__Tasks for this exercise__:
1. Could you copy out the business travel passage word for word, starting at "If you travel for business, you" and ending at "demands while away."?
2. In the business travel passage, what is a tax home?
3. Can you carry on the business travel passage from its last sentence?

If you travel for business, you will want to ensure that the expenses you incur while doing so are tax deductible. IRS rules are strict, and improperly substantiated deductions can cost you.

Away From Home Rule

Generally, ordinary and necessary expenses of traveling away from home for work are deductible. For the expenses to qualify, you must be away from your tax home (the general location of your regular place of business) substantially longer than an ordinary day’s work and need to sleep or rest to meet the work demands while away.

You don’t necessarily have to stay away from home overnight to satisfy the rest requirement. If you travel for business purposes throughout the day but return home that night to sleep, you may still be considered “away from home” for tax purposes. In this case, expenses you incur for such trips are still deductible.

Also, the trip must be primarily for business purposes. If your trip involves both business and personal activities, a portion of the travel expenses may be nondeductible personal expenses.

__Data extracts__:

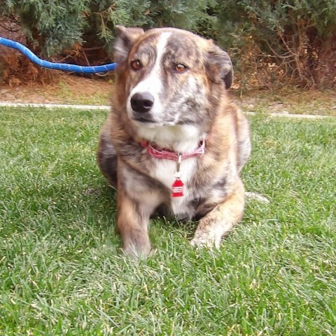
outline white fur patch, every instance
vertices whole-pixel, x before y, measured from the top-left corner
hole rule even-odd
[[[196,149],[205,134],[190,125],[139,127],[138,135],[162,148],[170,147],[176,153],[190,153]]]

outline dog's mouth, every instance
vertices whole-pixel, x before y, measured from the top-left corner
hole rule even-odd
[[[151,118],[133,117],[132,121],[138,126],[146,126],[147,127],[158,127],[162,126],[174,126],[175,121],[172,120],[158,121]]]

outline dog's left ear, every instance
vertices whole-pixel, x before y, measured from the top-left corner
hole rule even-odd
[[[233,66],[227,52],[216,46],[211,40],[208,41],[209,50],[207,66],[209,68],[212,81],[224,82],[225,88],[230,89],[233,83]]]
[[[121,63],[126,60],[132,47],[144,31],[142,28],[126,28],[124,26],[114,27],[117,40],[114,45],[114,62]]]

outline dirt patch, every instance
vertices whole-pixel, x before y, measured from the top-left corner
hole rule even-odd
[[[111,87],[107,81],[61,74],[50,84],[0,85],[0,102],[108,105]]]
[[[34,81],[11,88],[0,85],[0,102],[109,105],[113,81],[88,79],[59,73],[55,83]],[[336,116],[336,92],[286,88],[271,92],[232,90],[230,94],[244,111],[260,113]]]

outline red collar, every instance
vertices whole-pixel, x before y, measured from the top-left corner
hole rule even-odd
[[[155,159],[167,159],[172,160],[173,161],[178,161],[178,157],[181,157],[180,160],[185,160],[189,158],[194,158],[196,156],[200,156],[204,153],[205,141],[202,140],[200,143],[200,147],[195,149],[190,153],[179,153],[171,150],[167,148],[157,149],[155,148],[148,141],[144,141],[141,143],[142,147],[147,149],[147,153],[153,158]]]

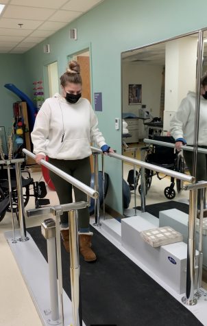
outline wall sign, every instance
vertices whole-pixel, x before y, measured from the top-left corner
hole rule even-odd
[[[94,93],[94,104],[95,111],[102,111],[102,93]]]

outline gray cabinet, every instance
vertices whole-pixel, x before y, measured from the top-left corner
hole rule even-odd
[[[131,137],[123,137],[123,139],[125,143],[138,143],[139,135],[138,135],[138,120],[139,119],[125,119],[125,121],[127,124],[127,128],[129,134],[132,135]]]

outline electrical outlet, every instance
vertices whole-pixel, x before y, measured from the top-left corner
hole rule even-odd
[[[116,130],[119,130],[119,121],[120,121],[119,118],[115,118],[115,129],[116,129]]]

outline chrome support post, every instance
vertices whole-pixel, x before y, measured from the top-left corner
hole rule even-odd
[[[12,200],[12,189],[11,184],[11,174],[10,174],[10,161],[6,161],[7,164],[7,173],[8,176],[8,184],[9,184],[9,193],[10,193],[10,209],[12,213],[12,231],[13,231],[13,239],[12,240],[12,244],[16,244],[17,241],[16,240],[15,237],[15,230],[14,230],[14,211],[13,211],[13,200]]]
[[[186,291],[186,296],[182,298],[183,303],[188,305],[194,305],[197,303],[197,299],[194,296],[197,195],[197,189],[190,190]]]
[[[94,189],[99,192],[99,153],[95,152],[93,153],[93,169],[94,169]],[[99,198],[95,198],[94,200],[94,209],[95,209],[95,223],[93,225],[95,226],[101,226],[101,223],[100,222],[100,213],[99,213]]]
[[[134,149],[134,159],[136,159],[136,148]],[[136,216],[136,165],[134,164],[134,216]]]
[[[56,216],[56,257],[57,257],[57,267],[58,275],[58,296],[60,301],[60,320],[62,320],[62,326],[64,326],[64,310],[63,310],[63,299],[62,299],[62,255],[61,255],[61,241],[60,241],[60,216],[62,214],[61,207],[56,208],[53,211],[53,215]]]
[[[47,315],[51,314],[47,321],[49,325],[60,325],[58,292],[57,283],[57,262],[56,252],[56,222],[53,218],[47,218],[41,223],[41,233],[47,240],[49,283],[50,294],[50,310],[45,310]],[[64,324],[62,323],[63,326]]]
[[[103,192],[103,220],[106,217],[106,207],[105,207],[105,166],[104,166],[104,155],[101,155],[101,165],[102,165],[102,192]]]
[[[202,270],[203,270],[203,253],[202,253],[202,241],[203,241],[203,221],[204,221],[204,205],[205,199],[205,190],[201,189],[201,200],[200,200],[200,214],[199,214],[199,261],[198,261],[198,273],[197,273],[197,290],[202,286]]]
[[[82,307],[80,292],[80,268],[79,262],[79,237],[77,211],[69,213],[69,244],[71,263],[71,287],[73,309],[73,326],[82,326]]]
[[[16,190],[18,196],[18,208],[19,208],[19,220],[20,226],[21,237],[19,241],[27,241],[29,237],[26,236],[26,226],[25,218],[25,209],[23,202],[23,195],[22,190],[21,173],[21,163],[19,162],[15,163],[16,178]]]
[[[145,161],[145,154],[144,150],[141,150],[141,161]],[[146,181],[145,181],[145,167],[142,166],[141,167],[141,212],[145,213],[145,195],[146,195]]]

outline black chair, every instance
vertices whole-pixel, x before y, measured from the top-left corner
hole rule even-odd
[[[169,136],[154,136],[154,140],[175,143],[174,139]],[[158,165],[178,172],[184,173],[184,161],[183,156],[182,154],[176,151],[174,148],[151,144],[147,150],[145,161],[154,165]],[[167,175],[160,176],[159,172],[155,172],[146,169],[146,192],[149,189],[152,177],[155,175],[157,176],[159,180],[162,180],[167,176]],[[180,192],[182,189],[182,181],[176,179],[176,186],[178,192]],[[167,187],[164,190],[164,194],[167,198],[173,199],[175,198],[175,191],[174,187],[175,178],[171,177],[171,184],[169,187]],[[139,192],[141,193],[141,189],[140,185]]]

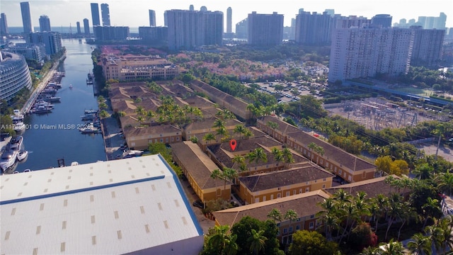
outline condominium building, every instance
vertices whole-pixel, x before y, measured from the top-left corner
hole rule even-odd
[[[33,60],[38,63],[44,63],[47,59],[44,43],[8,44],[6,50],[8,52],[23,55],[25,60]]]
[[[25,40],[30,43],[44,43],[45,53],[52,55],[62,51],[62,35],[58,32],[30,33]]]
[[[149,26],[156,26],[156,11],[148,10],[149,12]]]
[[[337,28],[333,30],[328,79],[397,76],[408,71],[413,34],[408,28]]]
[[[93,26],[101,26],[101,21],[99,19],[99,6],[97,3],[91,3],[91,20],[93,21]]]
[[[110,12],[108,4],[101,4],[101,16],[102,17],[102,26],[110,26]]]
[[[40,17],[40,31],[50,32],[50,18],[47,15],[41,15]]]
[[[308,45],[328,45],[331,44],[333,18],[327,12],[299,11],[296,16],[296,42]]]
[[[248,23],[247,18],[236,23],[236,38],[239,39],[247,39],[248,34]]]
[[[129,27],[125,26],[101,26],[93,28],[93,33],[96,40],[122,40],[130,36]]]
[[[423,29],[421,26],[412,26],[411,28],[414,31],[411,64],[435,67],[442,59],[445,30]]]
[[[23,33],[27,34],[35,31],[31,22],[31,13],[30,11],[30,3],[21,3],[21,13],[22,14],[22,23],[23,24]]]
[[[221,45],[224,16],[221,11],[166,11],[170,50]]]
[[[391,27],[391,16],[389,14],[377,14],[371,18],[371,23],[374,26],[381,26],[382,28]]]
[[[88,21],[88,18],[84,18],[84,33],[86,35],[88,35],[90,34],[90,23]]]
[[[5,13],[0,14],[0,35],[6,35],[9,33],[8,29],[8,21]]]
[[[0,52],[0,98],[9,101],[23,88],[31,89],[31,76],[25,58]]]
[[[228,7],[228,8],[226,9],[226,33],[229,33],[233,32],[233,30],[231,30],[232,14],[233,14],[233,11],[231,9],[231,7]]]
[[[158,56],[103,56],[106,80],[171,79],[179,74],[179,67]]]
[[[278,45],[283,40],[283,15],[259,14],[256,11],[247,17],[248,42],[253,45]]]

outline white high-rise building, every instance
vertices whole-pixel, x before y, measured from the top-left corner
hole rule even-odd
[[[333,30],[328,79],[397,76],[408,72],[413,43],[408,28],[337,28]]]

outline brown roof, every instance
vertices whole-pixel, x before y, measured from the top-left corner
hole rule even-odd
[[[229,225],[230,227],[245,216],[250,216],[262,221],[270,220],[268,214],[274,208],[278,209],[282,214],[285,214],[288,209],[292,209],[297,213],[298,217],[309,217],[319,212],[321,208],[318,205],[318,203],[328,197],[327,193],[321,190],[311,191],[222,210],[214,212],[214,216],[219,224]]]
[[[211,178],[211,173],[219,167],[192,142],[170,144],[173,154],[202,189],[224,186],[224,181]]]
[[[252,192],[256,192],[333,176],[333,174],[321,167],[310,164],[289,170],[239,177],[239,181]]]
[[[394,175],[394,178],[399,178]],[[378,194],[388,195],[391,193],[398,192],[398,188],[390,186],[385,183],[386,176],[374,178],[369,180],[354,182],[340,185],[335,187],[326,188],[326,191],[331,194],[335,193],[339,189],[349,193],[352,196],[355,196],[359,191],[365,191],[367,198],[373,198]],[[400,191],[402,191],[400,190]]]
[[[179,135],[180,135],[181,130],[171,125],[161,125],[152,127],[125,128],[124,132],[125,137],[132,137],[137,136],[156,135],[169,132],[179,132]],[[152,137],[155,138],[154,136]]]
[[[311,142],[321,146],[324,149],[323,157],[328,161],[336,162],[340,166],[345,166],[352,171],[362,171],[367,169],[374,169],[376,166],[369,163],[360,157],[349,154],[344,150],[335,147],[330,143],[322,140],[319,138],[299,130],[298,132],[287,134],[288,138],[292,137],[297,142],[308,146]]]
[[[300,129],[299,129],[297,127],[294,127],[292,125],[287,123],[273,116],[266,115],[266,116],[263,116],[259,119],[260,120],[263,121],[264,125],[266,125],[269,121],[277,123],[278,125],[278,127],[275,129],[285,135],[289,132],[300,131]]]

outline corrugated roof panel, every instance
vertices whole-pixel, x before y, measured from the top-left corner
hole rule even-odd
[[[162,162],[161,168],[140,167],[156,159]],[[6,176],[0,176],[4,188],[11,191],[0,193],[0,237],[7,239],[1,242],[2,253],[30,254],[37,249],[39,254],[125,254],[200,237],[190,205],[180,193],[182,188],[161,160],[157,156],[115,160],[110,170],[105,162],[88,164],[92,170],[73,166],[70,169],[77,174],[71,174],[69,180],[69,166],[59,168],[52,170],[50,183],[47,169],[30,172],[32,179],[19,174],[9,176],[10,181],[4,183]],[[125,171],[125,161],[134,169],[135,179]],[[93,171],[96,174],[89,177]],[[110,178],[115,181],[110,182]],[[23,186],[25,179],[29,183]],[[90,187],[90,181],[96,184]],[[168,188],[168,183],[178,188]],[[47,193],[42,193],[44,188],[48,189]],[[19,192],[23,194],[16,200]],[[45,205],[42,212],[38,209],[41,204]],[[112,217],[115,212],[117,217]],[[96,216],[96,223],[91,223],[91,216]],[[38,235],[37,226],[41,226]]]

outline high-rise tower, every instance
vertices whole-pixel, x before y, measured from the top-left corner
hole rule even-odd
[[[90,35],[90,23],[88,18],[84,18],[84,33],[86,35]]]
[[[382,28],[391,28],[391,16],[389,14],[377,14],[371,18],[372,25],[382,26]]]
[[[148,10],[149,12],[149,26],[156,26],[156,11]]]
[[[248,44],[278,45],[283,40],[283,15],[258,14],[253,11],[247,17]]]
[[[40,17],[40,32],[50,32],[50,19],[47,15],[41,15]]]
[[[110,12],[108,10],[108,4],[101,4],[101,15],[102,26],[110,26]]]
[[[97,3],[91,3],[91,19],[93,20],[93,26],[101,26],[99,21],[99,6]]]
[[[232,32],[231,30],[231,25],[232,25],[232,21],[231,21],[231,16],[232,16],[232,13],[233,11],[231,10],[231,7],[228,7],[228,8],[226,9],[226,33],[231,33]]]
[[[5,13],[0,14],[0,35],[6,35],[9,33],[8,30],[8,22],[6,21],[6,15]]]
[[[31,13],[30,11],[30,3],[21,3],[21,12],[22,13],[22,23],[23,24],[23,33],[29,33],[35,31],[31,23]]]

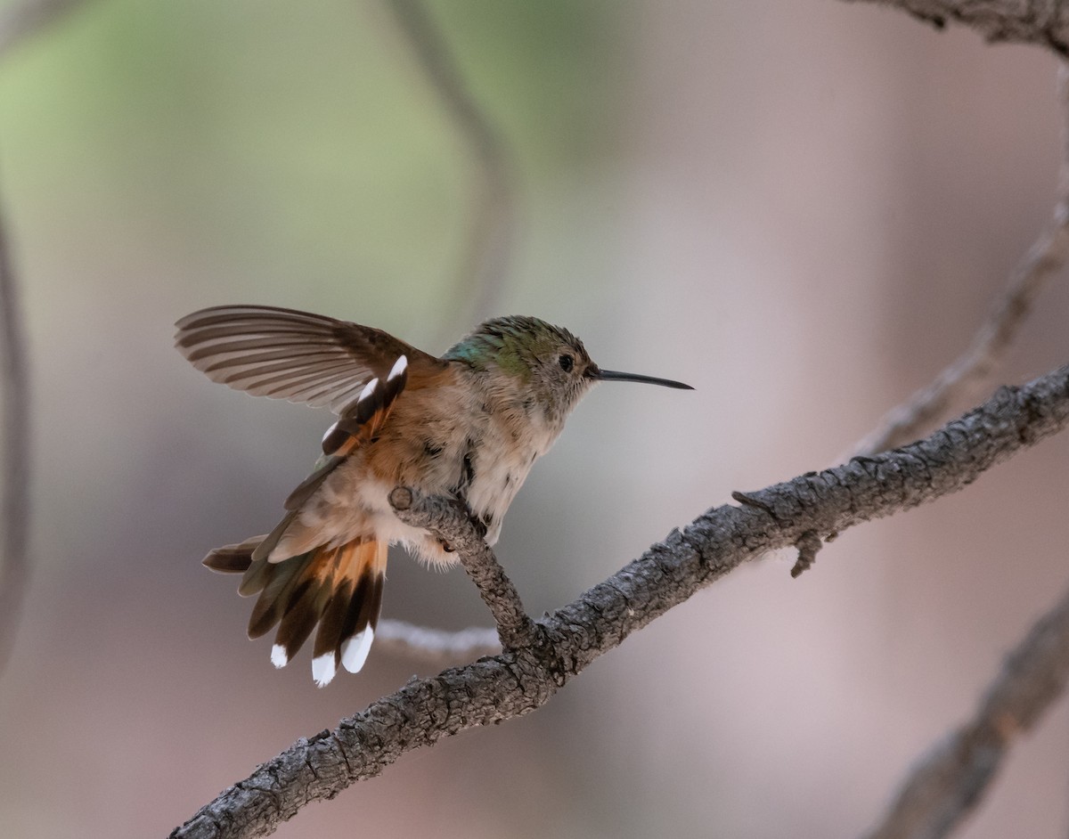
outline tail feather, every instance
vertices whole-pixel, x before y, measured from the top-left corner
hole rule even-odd
[[[386,543],[356,540],[268,562],[265,557],[252,559],[263,539],[217,548],[204,559],[214,571],[244,572],[241,594],[259,592],[249,617],[249,637],[259,638],[277,625],[272,662],[283,667],[314,631],[312,675],[316,684],[327,684],[339,666],[358,672],[382,609]]]
[[[252,564],[252,551],[263,540],[264,537],[252,537],[238,545],[217,547],[204,557],[202,562],[220,574],[244,574]]]

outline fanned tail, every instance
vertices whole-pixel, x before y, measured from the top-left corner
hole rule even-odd
[[[260,594],[249,618],[249,637],[278,625],[272,663],[284,667],[319,625],[312,649],[312,678],[320,687],[339,665],[358,672],[374,640],[386,579],[385,542],[354,540],[321,546],[281,562],[253,559],[264,537],[213,550],[204,564],[243,573],[238,593]]]

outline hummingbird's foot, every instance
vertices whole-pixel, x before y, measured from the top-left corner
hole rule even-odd
[[[812,568],[812,563],[817,561],[817,551],[823,546],[823,541],[815,530],[806,530],[799,537],[799,541],[794,543],[794,547],[799,549],[799,558],[791,569],[791,576],[796,577],[803,571]]]

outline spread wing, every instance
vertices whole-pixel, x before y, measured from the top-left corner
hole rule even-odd
[[[216,306],[175,327],[179,352],[213,382],[335,414],[372,377],[385,380],[401,356],[413,372],[446,366],[382,329],[273,306]]]

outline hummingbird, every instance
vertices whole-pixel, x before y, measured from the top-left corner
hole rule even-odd
[[[603,370],[574,335],[538,317],[495,317],[440,357],[370,326],[270,306],[217,306],[176,324],[175,346],[213,382],[257,397],[327,407],[323,454],[266,535],[212,550],[203,563],[242,574],[259,594],[248,635],[278,631],[283,667],[315,632],[312,678],[358,672],[383,602],[388,545],[431,565],[456,561],[402,523],[397,486],[462,499],[493,545],[531,465],[599,382],[665,378]]]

__Expected outputs__:
1.
If you travel for business, you will want to ensure that the expenses you incur while doing so are tax deductible. IRS rules are strict, and improperly substantiated deductions can cost you.

Away From Home Rule

Generally, ordinary and necessary expenses of traveling away from home for work are deductible. For the expenses to qualify, you must be away from your tax home (the general location of your regular place of business) substantially longer than an ordinary day’s work and need to sleep or rest to meet the work demands while away.

2. The general location of your regular place of business.

3.
Deductible Travel Expenses

Most airfare, taxis, rental cars, lodging, meals (with exceptions), tips and business phone calls are tax deductible. However you can’t write off “lavish or extravagant” travel expenses, so be prepared to prove that your patronage of a high-end restaurant or five-star hotel was reasonable under the circumstances.

Generally, only 50 percent of business-related meal and entertainment expenses are deductible. If your employer reimburses you under an accountable plan (see below), the 50 percent limit applies to your employer rather than to you.

You must substantiate deductions for lodging and other travel expenses greater than $75 with adequate records. These include credit card receipts, canceled checks or bills. Records should indicate the amount, date, place, essential character of the expense and business purpose (the business reason for or business benefit derived or expected from the trip).

Be Accountable

If your employer reimburses your travel expenses, an accountable plan enables the company to deduct the reimbursements. However, the reimbursements aren’t included in your income as salary and aren’t subject to The Federal Insurance Contributions Act (“FICA”) and other payroll tax obligations. Although you may still be able to deduct some or all business travel expenses without an accountable plan, such deductions are available only if you itemize and your expenses and other miscellaneous deductions exceed 2 percent of your adjusted gross income.

For reimbursed expenses to qualify under an accountable plan, you must have paid or incurred them while on company business and have reported the expenses to your employer within a reasonable time (usually within 60 days). You also must return any excess reimbursements within a reasonable time period (usually within 120 days after they were paid or incurred).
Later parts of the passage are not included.